» What the exercise asks:
Transcribe, word for word, the line containing "Could you please point to the mountain" and each line following it through the end of the listing below. Omit all other lines.

» Data section:

• • • • • • •

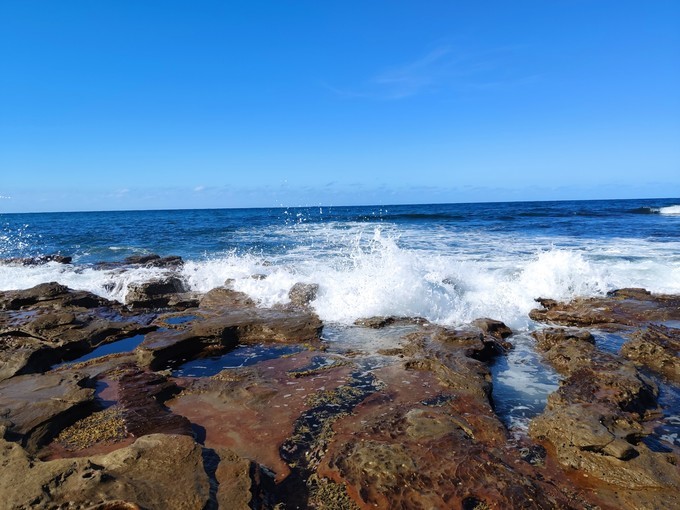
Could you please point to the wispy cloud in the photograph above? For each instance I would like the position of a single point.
(444, 68)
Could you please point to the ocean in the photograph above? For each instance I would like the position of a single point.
(447, 263)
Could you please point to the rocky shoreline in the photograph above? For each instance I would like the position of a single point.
(302, 422)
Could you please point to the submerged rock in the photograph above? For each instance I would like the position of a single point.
(302, 294)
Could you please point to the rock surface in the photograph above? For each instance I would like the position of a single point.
(409, 422)
(595, 422)
(50, 323)
(658, 348)
(621, 308)
(156, 472)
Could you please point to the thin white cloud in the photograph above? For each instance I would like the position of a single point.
(444, 68)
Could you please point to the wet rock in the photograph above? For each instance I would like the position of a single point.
(156, 472)
(45, 334)
(235, 487)
(302, 294)
(471, 343)
(141, 397)
(402, 448)
(496, 329)
(565, 349)
(621, 308)
(223, 297)
(153, 260)
(595, 421)
(227, 328)
(253, 411)
(35, 408)
(154, 293)
(658, 348)
(380, 322)
(50, 294)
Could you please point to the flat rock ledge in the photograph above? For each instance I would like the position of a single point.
(411, 426)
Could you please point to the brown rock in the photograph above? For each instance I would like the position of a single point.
(50, 294)
(222, 298)
(34, 408)
(224, 330)
(156, 472)
(154, 293)
(625, 307)
(492, 327)
(658, 348)
(34, 340)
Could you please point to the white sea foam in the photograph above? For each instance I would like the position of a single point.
(673, 210)
(445, 277)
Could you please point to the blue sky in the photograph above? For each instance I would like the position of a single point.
(128, 104)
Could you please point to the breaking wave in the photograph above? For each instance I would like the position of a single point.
(371, 271)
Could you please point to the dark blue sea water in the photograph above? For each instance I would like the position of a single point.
(109, 236)
(449, 263)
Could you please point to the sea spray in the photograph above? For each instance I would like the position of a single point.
(447, 263)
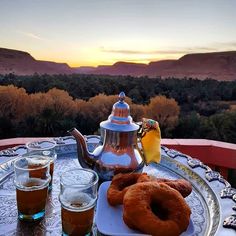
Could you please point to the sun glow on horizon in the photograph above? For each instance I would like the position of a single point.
(86, 33)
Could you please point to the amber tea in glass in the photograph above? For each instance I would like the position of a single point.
(78, 198)
(44, 148)
(31, 180)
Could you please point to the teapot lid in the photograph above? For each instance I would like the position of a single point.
(120, 119)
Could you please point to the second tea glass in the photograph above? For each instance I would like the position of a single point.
(45, 148)
(78, 198)
(31, 180)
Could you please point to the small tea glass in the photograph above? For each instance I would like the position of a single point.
(44, 148)
(78, 198)
(31, 180)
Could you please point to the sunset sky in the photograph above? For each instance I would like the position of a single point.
(98, 32)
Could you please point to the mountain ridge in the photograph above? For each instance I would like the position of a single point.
(215, 65)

• • • • • • •

» Solution to this exercise:
Could you please point to the mountain ridge in the photograph above? For each instance I would like the position of a single point.
(215, 65)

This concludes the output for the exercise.